(Dataset entries)
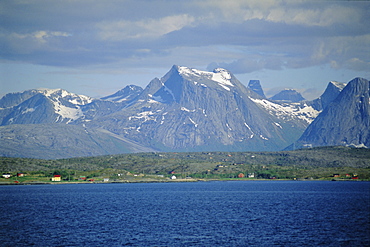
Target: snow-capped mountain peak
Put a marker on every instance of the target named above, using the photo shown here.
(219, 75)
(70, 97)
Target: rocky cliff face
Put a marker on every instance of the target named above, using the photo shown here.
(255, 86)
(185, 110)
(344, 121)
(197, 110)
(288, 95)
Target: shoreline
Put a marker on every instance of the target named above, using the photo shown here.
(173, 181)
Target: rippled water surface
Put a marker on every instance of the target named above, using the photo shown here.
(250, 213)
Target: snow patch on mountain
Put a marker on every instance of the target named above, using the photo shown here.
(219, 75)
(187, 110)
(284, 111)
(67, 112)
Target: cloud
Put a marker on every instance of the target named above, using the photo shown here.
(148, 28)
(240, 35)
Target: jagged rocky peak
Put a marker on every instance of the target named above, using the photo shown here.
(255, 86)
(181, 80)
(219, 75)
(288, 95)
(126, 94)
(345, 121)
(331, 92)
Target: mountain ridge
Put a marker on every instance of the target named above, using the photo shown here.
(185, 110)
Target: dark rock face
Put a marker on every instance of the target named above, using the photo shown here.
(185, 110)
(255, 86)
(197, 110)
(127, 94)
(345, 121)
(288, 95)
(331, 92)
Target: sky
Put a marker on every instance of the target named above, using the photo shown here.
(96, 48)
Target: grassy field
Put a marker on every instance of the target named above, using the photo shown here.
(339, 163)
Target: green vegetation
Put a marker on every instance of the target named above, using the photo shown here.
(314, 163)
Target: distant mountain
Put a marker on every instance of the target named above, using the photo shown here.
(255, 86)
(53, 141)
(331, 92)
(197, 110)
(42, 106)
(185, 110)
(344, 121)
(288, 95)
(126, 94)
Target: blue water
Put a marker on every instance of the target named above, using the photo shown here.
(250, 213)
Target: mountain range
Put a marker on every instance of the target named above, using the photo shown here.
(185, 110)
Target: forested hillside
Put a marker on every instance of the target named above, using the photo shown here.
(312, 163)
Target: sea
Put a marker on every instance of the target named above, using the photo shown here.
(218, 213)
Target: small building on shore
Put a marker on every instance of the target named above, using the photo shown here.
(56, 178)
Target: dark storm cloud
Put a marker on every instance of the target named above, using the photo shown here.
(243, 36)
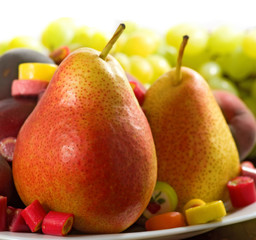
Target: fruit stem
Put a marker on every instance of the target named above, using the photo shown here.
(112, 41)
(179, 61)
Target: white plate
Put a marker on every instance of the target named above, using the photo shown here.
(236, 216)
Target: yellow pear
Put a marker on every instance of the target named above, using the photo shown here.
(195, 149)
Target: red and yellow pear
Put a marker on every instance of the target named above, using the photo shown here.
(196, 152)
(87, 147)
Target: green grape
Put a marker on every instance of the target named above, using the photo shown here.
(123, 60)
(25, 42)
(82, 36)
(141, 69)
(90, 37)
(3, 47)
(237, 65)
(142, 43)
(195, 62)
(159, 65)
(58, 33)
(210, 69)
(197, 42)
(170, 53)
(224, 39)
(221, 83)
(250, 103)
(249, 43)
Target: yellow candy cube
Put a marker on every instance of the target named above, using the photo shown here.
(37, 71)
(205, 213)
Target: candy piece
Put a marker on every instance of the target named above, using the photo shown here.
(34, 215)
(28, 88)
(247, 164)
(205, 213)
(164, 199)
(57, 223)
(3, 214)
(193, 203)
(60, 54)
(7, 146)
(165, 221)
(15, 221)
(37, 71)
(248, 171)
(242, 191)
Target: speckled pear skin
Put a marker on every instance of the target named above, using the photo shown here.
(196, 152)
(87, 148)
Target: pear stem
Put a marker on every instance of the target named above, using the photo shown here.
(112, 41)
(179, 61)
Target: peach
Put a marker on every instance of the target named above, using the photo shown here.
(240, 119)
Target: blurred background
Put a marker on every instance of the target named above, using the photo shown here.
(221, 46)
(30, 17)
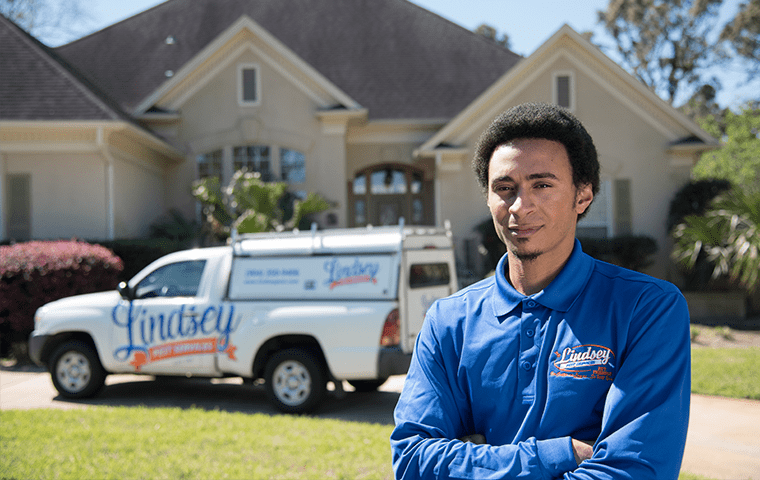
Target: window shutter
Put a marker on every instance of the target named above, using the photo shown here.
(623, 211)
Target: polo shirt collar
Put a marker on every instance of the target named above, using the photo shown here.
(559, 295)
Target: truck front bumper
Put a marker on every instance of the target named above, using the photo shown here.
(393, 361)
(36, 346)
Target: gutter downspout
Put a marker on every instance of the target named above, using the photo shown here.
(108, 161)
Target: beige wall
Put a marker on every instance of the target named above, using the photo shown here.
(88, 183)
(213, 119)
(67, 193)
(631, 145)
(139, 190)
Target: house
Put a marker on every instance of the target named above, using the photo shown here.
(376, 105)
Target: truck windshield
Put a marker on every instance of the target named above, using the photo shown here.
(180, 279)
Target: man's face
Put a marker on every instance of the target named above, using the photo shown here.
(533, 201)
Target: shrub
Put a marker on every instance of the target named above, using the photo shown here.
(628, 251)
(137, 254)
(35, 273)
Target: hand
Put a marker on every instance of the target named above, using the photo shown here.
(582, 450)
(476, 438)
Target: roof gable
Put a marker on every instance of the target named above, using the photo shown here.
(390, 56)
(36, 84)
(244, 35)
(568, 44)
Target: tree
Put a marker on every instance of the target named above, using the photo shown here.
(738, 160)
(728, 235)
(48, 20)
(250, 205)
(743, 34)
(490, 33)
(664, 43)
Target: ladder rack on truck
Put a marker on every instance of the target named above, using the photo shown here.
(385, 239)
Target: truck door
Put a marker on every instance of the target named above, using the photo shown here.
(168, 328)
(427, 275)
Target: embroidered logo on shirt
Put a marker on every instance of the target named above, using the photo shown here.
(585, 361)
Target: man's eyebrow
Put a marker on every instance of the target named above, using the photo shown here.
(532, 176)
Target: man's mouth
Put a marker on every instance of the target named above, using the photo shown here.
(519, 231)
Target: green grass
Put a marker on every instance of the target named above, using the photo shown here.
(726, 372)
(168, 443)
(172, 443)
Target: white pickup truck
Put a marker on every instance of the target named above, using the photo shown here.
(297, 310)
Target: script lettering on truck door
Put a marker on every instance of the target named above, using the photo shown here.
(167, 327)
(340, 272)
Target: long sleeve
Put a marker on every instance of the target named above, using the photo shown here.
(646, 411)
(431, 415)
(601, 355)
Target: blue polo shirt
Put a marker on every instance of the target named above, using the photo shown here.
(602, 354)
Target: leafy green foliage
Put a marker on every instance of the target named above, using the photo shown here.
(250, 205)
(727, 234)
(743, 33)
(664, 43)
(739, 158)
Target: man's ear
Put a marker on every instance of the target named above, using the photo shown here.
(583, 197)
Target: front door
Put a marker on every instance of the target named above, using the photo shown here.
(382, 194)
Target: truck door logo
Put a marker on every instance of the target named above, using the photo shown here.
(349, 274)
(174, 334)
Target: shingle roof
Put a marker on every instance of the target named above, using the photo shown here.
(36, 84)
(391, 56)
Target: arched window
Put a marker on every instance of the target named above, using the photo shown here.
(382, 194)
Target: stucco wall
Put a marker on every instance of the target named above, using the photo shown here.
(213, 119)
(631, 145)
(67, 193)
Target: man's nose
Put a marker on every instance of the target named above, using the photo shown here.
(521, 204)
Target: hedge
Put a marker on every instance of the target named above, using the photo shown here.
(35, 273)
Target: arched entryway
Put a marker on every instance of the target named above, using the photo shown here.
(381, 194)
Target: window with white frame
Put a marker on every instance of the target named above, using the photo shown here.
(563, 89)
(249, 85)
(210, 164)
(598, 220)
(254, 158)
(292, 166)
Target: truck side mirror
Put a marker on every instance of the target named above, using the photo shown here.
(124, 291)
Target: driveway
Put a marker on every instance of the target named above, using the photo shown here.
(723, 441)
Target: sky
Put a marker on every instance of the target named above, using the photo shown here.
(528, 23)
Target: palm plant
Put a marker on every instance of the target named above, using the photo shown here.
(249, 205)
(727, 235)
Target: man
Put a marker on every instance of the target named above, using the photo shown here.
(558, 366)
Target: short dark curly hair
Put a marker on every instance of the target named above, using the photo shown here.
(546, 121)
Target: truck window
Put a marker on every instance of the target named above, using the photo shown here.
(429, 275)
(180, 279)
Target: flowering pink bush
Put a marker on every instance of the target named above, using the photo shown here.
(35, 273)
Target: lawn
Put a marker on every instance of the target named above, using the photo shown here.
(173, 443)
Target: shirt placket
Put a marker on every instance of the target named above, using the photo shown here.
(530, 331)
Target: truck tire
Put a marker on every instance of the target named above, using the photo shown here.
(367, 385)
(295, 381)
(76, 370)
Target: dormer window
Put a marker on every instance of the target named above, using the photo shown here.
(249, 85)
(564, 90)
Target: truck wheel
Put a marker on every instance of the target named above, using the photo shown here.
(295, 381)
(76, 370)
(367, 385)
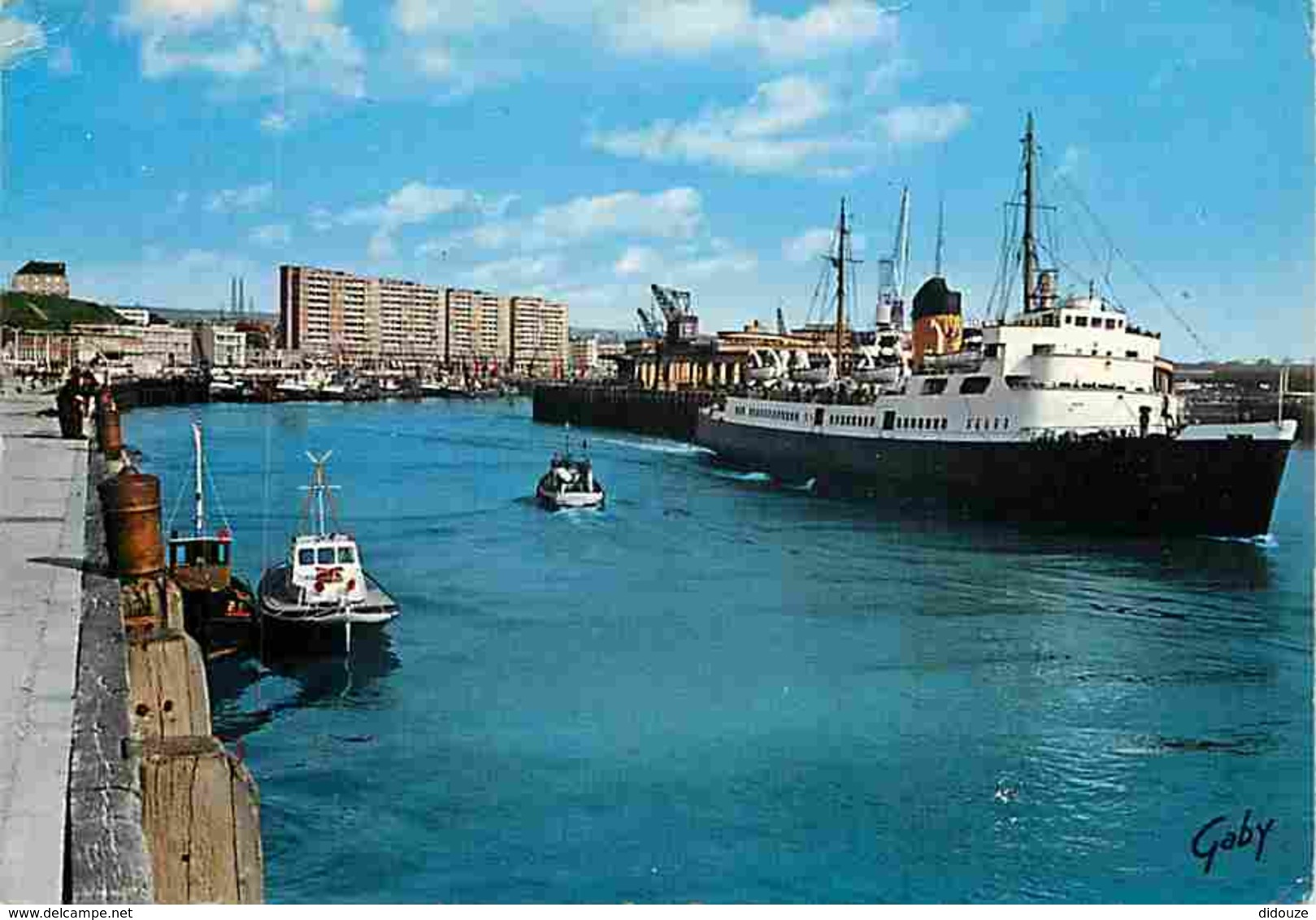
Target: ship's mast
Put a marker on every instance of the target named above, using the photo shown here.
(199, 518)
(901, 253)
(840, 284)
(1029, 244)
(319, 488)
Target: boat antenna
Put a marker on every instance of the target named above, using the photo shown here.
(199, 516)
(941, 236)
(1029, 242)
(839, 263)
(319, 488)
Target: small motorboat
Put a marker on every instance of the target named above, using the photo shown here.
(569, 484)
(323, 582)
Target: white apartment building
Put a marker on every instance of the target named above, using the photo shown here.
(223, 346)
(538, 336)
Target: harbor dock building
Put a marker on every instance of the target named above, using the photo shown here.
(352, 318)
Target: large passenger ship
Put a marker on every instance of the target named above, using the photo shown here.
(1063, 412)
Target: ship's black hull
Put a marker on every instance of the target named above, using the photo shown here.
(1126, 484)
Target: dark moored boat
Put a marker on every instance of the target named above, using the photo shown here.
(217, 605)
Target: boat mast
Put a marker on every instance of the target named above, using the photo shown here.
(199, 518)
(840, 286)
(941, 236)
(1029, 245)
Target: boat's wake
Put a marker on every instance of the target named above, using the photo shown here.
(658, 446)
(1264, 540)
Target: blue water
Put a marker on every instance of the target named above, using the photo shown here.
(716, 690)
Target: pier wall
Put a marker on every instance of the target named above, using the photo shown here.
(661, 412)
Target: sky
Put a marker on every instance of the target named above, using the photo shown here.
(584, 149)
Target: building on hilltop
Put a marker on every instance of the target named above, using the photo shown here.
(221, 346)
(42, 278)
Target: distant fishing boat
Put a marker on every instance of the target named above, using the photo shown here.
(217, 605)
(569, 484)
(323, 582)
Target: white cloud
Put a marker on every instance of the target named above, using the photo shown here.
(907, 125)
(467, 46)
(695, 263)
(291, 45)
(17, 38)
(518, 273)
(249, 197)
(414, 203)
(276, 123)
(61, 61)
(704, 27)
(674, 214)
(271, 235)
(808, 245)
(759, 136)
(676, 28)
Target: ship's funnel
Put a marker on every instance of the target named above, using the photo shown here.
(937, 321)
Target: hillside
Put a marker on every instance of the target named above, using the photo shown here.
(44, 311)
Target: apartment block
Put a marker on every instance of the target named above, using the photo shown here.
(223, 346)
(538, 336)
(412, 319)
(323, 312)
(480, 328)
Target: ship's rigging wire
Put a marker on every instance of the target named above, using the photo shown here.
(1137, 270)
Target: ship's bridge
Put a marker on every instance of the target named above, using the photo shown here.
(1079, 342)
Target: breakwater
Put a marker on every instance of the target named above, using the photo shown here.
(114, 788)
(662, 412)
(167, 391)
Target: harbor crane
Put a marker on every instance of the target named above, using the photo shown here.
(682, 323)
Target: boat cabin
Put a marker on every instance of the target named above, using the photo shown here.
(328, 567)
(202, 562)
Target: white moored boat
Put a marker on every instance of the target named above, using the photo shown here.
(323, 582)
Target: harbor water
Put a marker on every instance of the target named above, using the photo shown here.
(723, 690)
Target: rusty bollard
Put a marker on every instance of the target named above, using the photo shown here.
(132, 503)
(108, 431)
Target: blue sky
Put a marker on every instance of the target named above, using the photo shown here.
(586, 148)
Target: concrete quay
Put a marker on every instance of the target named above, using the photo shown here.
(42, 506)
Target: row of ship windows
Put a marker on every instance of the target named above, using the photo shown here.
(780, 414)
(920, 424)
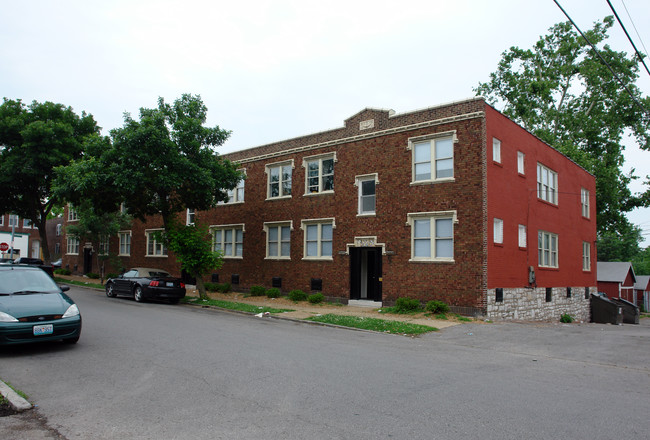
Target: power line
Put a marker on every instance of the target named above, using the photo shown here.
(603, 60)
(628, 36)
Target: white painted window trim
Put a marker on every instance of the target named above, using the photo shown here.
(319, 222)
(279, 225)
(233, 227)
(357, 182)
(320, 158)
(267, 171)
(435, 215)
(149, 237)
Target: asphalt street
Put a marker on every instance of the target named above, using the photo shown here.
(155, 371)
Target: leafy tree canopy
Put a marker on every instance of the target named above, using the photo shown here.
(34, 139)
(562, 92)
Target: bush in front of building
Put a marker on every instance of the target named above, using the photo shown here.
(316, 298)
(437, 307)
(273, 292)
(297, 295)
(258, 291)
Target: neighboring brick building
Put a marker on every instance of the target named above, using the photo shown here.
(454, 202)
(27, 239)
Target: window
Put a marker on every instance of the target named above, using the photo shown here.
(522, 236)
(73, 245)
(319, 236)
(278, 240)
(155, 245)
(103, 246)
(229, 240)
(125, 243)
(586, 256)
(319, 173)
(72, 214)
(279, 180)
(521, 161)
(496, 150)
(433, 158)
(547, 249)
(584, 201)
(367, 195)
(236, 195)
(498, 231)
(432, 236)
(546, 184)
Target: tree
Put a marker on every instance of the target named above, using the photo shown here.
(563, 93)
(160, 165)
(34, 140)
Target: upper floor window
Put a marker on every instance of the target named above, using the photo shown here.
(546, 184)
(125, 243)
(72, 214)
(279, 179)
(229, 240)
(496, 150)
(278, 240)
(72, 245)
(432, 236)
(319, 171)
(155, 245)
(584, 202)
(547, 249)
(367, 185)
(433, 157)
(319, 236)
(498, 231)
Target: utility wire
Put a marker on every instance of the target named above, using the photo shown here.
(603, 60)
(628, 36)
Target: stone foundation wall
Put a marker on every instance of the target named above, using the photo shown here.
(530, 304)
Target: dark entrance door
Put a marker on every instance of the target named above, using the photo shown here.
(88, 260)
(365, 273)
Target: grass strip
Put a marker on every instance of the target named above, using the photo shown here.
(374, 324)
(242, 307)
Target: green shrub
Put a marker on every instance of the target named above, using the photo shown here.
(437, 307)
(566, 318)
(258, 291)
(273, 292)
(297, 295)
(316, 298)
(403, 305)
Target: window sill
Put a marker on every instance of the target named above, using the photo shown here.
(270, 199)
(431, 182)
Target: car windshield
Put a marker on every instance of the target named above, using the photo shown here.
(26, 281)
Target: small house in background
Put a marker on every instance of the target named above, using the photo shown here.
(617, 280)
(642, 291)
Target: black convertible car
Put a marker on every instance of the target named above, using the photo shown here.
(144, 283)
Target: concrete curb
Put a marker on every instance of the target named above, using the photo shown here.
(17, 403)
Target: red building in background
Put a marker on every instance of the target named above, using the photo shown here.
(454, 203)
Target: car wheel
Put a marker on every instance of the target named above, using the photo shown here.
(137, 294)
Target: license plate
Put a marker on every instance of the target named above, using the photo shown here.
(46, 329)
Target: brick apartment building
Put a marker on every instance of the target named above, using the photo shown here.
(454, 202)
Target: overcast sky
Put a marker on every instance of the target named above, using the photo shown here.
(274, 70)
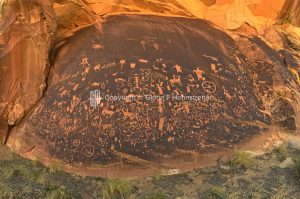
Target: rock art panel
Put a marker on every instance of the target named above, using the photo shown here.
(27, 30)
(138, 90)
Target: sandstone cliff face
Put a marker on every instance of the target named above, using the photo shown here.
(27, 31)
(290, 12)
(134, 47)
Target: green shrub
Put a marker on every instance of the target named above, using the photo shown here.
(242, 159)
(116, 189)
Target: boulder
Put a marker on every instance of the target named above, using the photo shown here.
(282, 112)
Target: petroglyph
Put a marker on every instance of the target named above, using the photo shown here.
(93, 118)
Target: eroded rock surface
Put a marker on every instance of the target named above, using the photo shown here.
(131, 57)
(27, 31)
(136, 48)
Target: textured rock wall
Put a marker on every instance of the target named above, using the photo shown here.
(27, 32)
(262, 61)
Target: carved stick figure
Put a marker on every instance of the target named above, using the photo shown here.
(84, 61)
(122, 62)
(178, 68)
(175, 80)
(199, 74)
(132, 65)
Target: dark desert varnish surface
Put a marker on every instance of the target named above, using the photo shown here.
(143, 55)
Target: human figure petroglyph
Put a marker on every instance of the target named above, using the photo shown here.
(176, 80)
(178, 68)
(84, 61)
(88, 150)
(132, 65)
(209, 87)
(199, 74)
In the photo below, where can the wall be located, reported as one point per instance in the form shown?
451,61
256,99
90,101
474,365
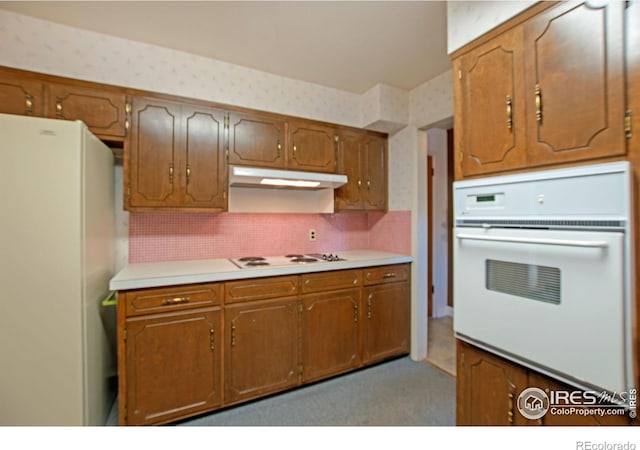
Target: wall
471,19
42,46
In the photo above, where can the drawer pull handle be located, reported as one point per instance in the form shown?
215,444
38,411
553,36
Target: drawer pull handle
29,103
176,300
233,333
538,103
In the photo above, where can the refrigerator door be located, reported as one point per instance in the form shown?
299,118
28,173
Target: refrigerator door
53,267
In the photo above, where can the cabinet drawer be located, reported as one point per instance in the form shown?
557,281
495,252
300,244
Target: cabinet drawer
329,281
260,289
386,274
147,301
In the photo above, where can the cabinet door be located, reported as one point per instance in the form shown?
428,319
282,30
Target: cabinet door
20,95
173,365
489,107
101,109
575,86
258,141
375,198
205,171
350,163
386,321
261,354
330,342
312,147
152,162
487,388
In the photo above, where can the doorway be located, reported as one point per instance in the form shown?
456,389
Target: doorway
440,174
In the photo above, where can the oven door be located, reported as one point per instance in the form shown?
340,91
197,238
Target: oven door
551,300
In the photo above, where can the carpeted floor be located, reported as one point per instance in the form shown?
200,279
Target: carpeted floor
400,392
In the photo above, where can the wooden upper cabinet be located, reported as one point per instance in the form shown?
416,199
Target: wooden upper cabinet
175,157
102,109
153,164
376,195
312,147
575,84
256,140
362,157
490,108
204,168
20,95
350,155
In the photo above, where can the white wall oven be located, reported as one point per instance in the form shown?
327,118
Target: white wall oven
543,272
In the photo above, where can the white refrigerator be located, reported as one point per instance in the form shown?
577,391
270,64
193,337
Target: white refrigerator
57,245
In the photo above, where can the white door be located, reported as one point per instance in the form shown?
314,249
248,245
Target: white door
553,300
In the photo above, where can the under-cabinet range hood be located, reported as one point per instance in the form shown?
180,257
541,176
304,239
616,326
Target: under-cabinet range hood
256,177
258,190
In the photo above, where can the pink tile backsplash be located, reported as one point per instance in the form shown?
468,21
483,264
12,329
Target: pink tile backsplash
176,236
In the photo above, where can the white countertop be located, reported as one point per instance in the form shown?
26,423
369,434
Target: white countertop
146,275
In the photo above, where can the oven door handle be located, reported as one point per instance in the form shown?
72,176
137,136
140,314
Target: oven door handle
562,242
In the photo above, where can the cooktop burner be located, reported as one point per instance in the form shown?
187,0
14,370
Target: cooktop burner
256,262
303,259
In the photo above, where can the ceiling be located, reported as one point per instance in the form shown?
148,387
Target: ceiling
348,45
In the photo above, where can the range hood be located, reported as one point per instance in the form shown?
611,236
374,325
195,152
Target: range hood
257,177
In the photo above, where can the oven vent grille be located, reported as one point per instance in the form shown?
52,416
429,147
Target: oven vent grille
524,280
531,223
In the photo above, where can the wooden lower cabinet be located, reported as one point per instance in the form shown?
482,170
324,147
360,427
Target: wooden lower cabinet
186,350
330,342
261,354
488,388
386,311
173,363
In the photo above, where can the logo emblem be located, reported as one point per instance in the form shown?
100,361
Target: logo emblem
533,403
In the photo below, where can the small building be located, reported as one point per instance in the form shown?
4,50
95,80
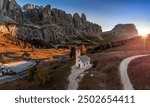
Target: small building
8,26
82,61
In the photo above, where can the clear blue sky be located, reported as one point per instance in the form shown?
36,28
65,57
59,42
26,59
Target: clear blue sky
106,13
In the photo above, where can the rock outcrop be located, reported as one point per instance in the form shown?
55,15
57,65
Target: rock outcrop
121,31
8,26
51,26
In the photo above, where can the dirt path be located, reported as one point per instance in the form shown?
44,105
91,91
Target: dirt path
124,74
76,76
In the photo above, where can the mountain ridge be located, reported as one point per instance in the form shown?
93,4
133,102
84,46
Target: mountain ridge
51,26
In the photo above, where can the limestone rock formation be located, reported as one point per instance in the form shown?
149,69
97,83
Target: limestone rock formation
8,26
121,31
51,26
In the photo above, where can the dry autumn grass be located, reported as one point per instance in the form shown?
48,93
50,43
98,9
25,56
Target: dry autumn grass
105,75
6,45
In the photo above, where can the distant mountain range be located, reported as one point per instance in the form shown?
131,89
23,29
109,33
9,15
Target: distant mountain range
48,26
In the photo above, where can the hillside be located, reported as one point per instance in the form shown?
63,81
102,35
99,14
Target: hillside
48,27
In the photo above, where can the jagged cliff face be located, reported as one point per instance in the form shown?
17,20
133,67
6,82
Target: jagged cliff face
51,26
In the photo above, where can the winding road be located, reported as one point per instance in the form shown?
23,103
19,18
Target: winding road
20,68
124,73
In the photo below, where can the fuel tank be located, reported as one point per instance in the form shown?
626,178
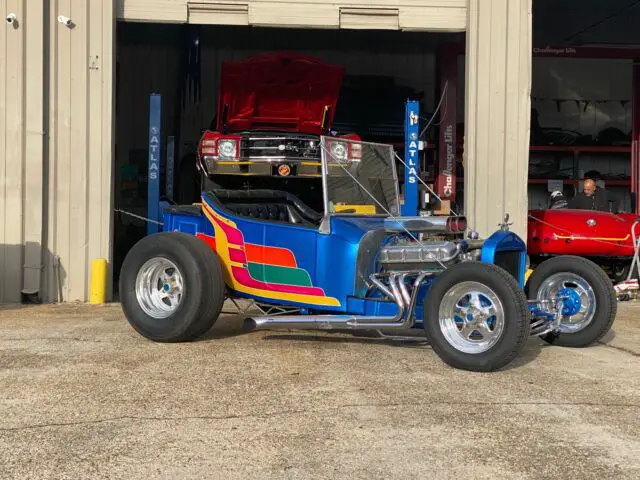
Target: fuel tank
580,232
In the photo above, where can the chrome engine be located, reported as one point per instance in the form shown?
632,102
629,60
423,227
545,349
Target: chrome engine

GIVEN TASK.
Beginning with the line that contains "In the photo above, where can the limestone" in the data above, please copy each line exactly until the last line, both ends included, skipping any pictures.

FINAL RESULT.
In the photo above, where can the limestone rock formation be located, reported as one point per instance in the form shown?
149,69
97,83
Target: limestone rock formation
8,26
121,31
51,26
In the photo above, where can the dry autumn grass be located, reported as one point per instance in the form shown?
48,93
50,43
98,9
25,56
Target: dry autumn grass
105,75
6,45
In the photo above, where can the distant mountain range be located, reported as one point per instance in the form shown?
131,89
23,29
109,33
9,15
Target: distant mountain range
48,26
In the photo above, where can the hillside be located, reported as one point per instance in the form shown?
63,81
102,35
99,14
Target: hillside
48,27
In the photo above, where can the jagged cliff face be located, reported as one point per instance in the form shown?
17,20
133,67
6,82
Target: jagged cliff face
51,26
In the photo above, where can the winding road be located, reported as one point per instance in the form shown?
23,103
19,18
Target: winding road
20,68
124,73
In the photo below, where can the fuel tank be located, reported as one point per instance in the form shown?
626,178
Target: fuel tank
580,232
In the photo above, where can the chrome engine be located, reported as one point per instance in the form shown?
632,102
629,60
423,227
545,349
Target: chrome engine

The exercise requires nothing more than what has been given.